Given text
════════
In April 2008, a game version of Mahōtsukai no Yoru was announced. Unlike Type-Moon's previous games, Mahōtsukai no Yoru is not an adult game, and features Hirokazu Koyama as the lead artist in place of Takeuchi. The game was set to be released sometime in 2009, but after several delays, the game received a September 2010 release date. In September, however, Type-Moon announced that the release date had been pushed back to winter 2011, and later to sometime in 2011. A free game demo was made available on December 15, 2011, and the full game was released on April 12, 2012 for Windows PCs.

An enhanced version for Nintendo Switch and PlayStation 4 was announced in April 2022, and published by Aniplex on December 8, 2022 in Japan. A demo version was released on November 3, 2022. In June 2022, it was confirmed that the game would also launch worldwide under the title Witch on the Holy Night on the same date. It features a higher resolution than the original PC release and full voice acting along with English, Simplified Chinese and Traditional Chinese language options. A Windows port of this version was announced in September 2023, and was released via Steam on December 14, 2023.

Two visual novel sequels are planned by Type-Moon, though no updates have been made since 2012.

A smartphone version is to be released on November 20, 2026 in conjunction with the movie.

==Reception==

Upon release, Witch on the Holy Night received "generally favorable" reviews from video game publications based on the review aggregate website Metacritic aimed towards the Nintendo Switch port.

Jason Bohn of Hardcore Gamer had called Witch on the Holy Night a "fun, but flawed" game, and criticized the pacing, saying "there are periods that just drag on", but also felt that it "does earn its reading time". The reviewer had criticized the localization, noting that "there are errant keystrokes or obvious grammatical errors." While Donald Theriault writing for Nintendo World Report said the game was "a 12 chapter novel with high resolution graphics, full voice acting, and no discernible gameplay beyond changing how text is displayed" and called it "a well-written story that sets up a lot of things for the future" while noting that "most of the text is well translated; although a few typos were present [...] they weren't occurring frequently enough to be a concern." Anime News Network's Jean-Karlo Lemus felt that the game had lots to offer. The reviewer explained that "While Nasu's stiff, wordy narration might be a turn-off, the characters and their interactions more than redeem it, and the primary conflict is engrossing and moving." While Stephanie Liu at Siliconera said it "tells a fun and engaging story with tons of well-written and fleshed-out characters".
════════
Data entries
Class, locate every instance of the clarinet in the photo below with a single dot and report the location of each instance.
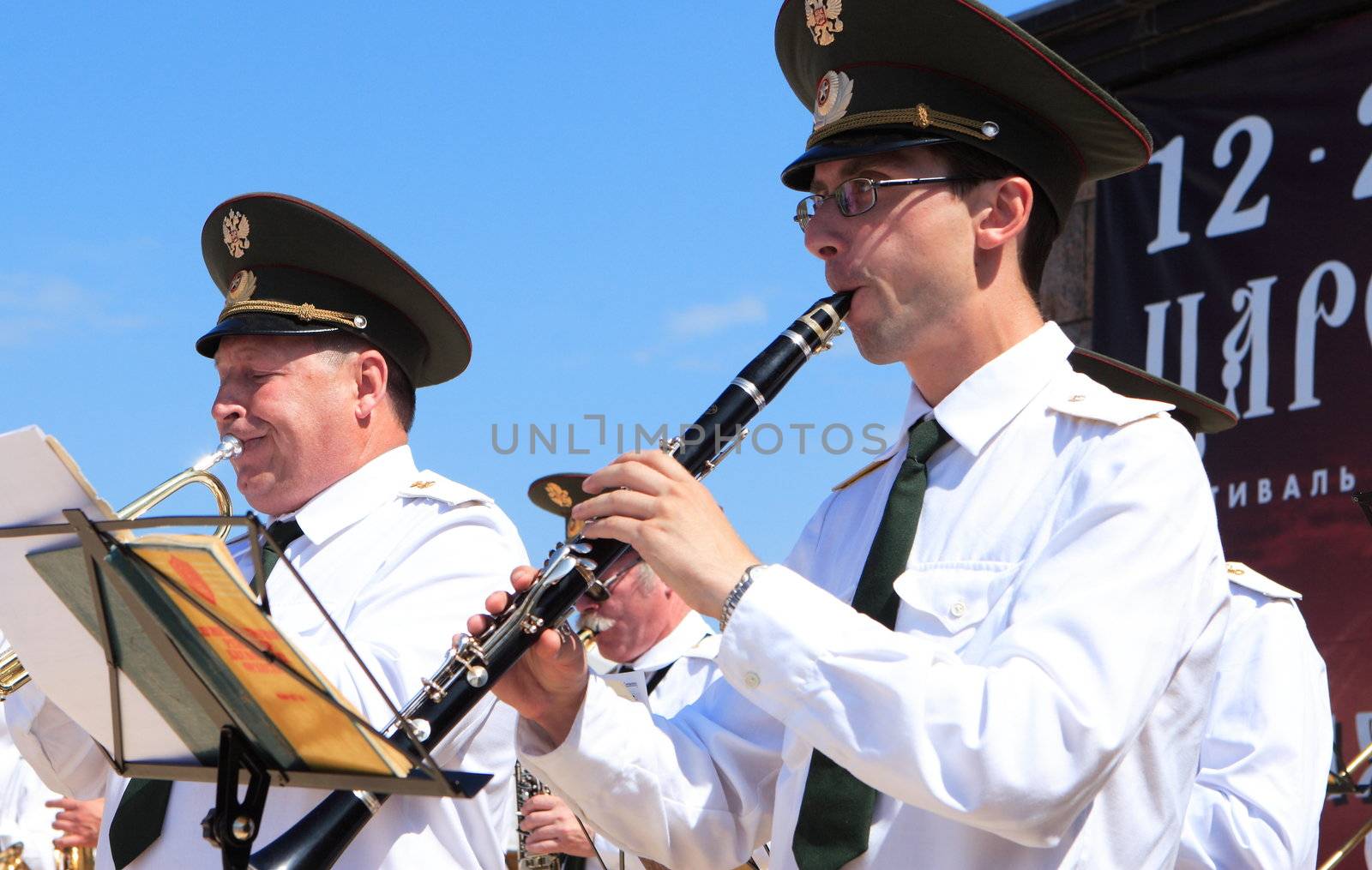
(573, 568)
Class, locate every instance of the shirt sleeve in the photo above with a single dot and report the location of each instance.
(1264, 760)
(59, 751)
(402, 622)
(1019, 737)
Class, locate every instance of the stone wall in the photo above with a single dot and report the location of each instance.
(1068, 285)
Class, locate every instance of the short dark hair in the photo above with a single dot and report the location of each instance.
(398, 387)
(1036, 243)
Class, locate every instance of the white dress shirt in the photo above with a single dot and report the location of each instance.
(1266, 755)
(1042, 699)
(400, 559)
(22, 815)
(689, 652)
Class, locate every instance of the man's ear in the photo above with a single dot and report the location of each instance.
(372, 376)
(1005, 213)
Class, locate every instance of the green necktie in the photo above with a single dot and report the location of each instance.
(143, 807)
(285, 532)
(836, 810)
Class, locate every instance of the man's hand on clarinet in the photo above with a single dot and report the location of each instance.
(548, 684)
(79, 822)
(553, 828)
(651, 502)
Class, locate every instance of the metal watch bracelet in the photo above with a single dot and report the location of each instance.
(736, 595)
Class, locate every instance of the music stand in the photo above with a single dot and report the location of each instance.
(242, 758)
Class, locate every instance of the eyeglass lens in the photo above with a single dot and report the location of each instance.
(855, 196)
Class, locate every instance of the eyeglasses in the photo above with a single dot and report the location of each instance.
(858, 195)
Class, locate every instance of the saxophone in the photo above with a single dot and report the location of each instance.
(527, 785)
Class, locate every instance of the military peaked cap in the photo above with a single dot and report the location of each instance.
(888, 75)
(1198, 413)
(287, 267)
(559, 495)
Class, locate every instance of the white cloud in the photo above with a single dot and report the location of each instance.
(32, 305)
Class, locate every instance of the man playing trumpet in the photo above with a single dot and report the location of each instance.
(322, 340)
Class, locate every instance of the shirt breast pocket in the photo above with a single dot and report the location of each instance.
(950, 602)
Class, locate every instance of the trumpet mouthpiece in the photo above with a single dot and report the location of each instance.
(230, 447)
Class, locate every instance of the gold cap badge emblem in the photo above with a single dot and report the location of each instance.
(237, 232)
(822, 20)
(242, 287)
(560, 497)
(832, 98)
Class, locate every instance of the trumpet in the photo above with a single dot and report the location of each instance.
(230, 447)
(11, 678)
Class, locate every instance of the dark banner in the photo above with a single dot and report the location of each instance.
(1239, 264)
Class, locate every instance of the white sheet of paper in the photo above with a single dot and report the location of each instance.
(631, 685)
(63, 659)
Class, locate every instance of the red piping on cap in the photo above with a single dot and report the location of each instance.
(1063, 73)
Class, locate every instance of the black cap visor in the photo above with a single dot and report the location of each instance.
(256, 323)
(802, 171)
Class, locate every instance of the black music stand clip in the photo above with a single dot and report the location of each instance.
(232, 825)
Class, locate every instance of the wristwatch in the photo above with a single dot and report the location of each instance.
(736, 595)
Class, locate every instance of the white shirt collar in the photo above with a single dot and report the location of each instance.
(356, 495)
(988, 399)
(686, 634)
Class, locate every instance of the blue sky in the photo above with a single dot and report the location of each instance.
(596, 195)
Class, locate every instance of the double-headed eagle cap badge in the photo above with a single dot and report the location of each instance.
(237, 232)
(822, 20)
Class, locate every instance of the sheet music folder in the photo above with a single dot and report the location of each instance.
(183, 645)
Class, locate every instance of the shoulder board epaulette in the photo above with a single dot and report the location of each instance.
(1242, 575)
(1077, 395)
(861, 474)
(438, 488)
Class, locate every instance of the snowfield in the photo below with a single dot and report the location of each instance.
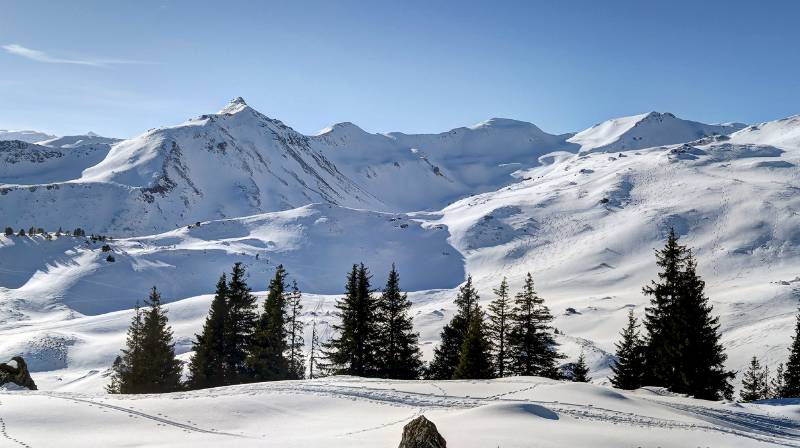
════════
Set problem 1
Reproduce word for word the part of the text on the Mahōtsukai no Yoru game that runs from "Two visual novel" down to "Nintendo Switch port.".
Set problem 2
Resume the text on the Mahōtsukai no Yoru game, writing on from the point after its last sentence.

Result 1
Two visual novel sequels are planned by Type-Moon, though no updates have been made since 2012.

A smartphone version is to be released on November 20, 2026 in conjunction with the movie.

==Reception==

Upon release, Witch on the Holy Night received "generally favorable" reviews from video game publications based on the review aggregate website Metacritic aimed towards the Nintendo Switch port.

Result 2
Aggregate score
| Aggregator | Score |
|---|---|
| Metacritic | 83/100 (PS4) 81/100 (NS) |

Review scores
| Publication | Score |
|---|---|
| Hardcore Gamer | 3.5/5 |
| Play | 7/10 |
| Anime News Network | B+ |
| Siliconera | 8/10 |

==Music==
The game's three disc original soundtrack was released on May 9, 2012, composed by Hideyuki Fukasawa and Keita Haga. A two disc arrangement album featuring tracks from the game titled Witch on the Holy Night Original Soundtrack Repetition was released on December 29, 2013.

Witch on the Holy Night's ending theme song is "Hoshi ga Matataku Konna Yoru ni" (星が瞬くこんな夜に) by Supercell, and was released with the game's soundtrack.

==Media==

===Novels===
In July 2026, it was announced that a three-volume novelization of Witch on the Holy Night would be released by Seikaisha from August to November 2026. The novels will be written by Kinoko Nasu and illustrated by Hirokazu Koyama.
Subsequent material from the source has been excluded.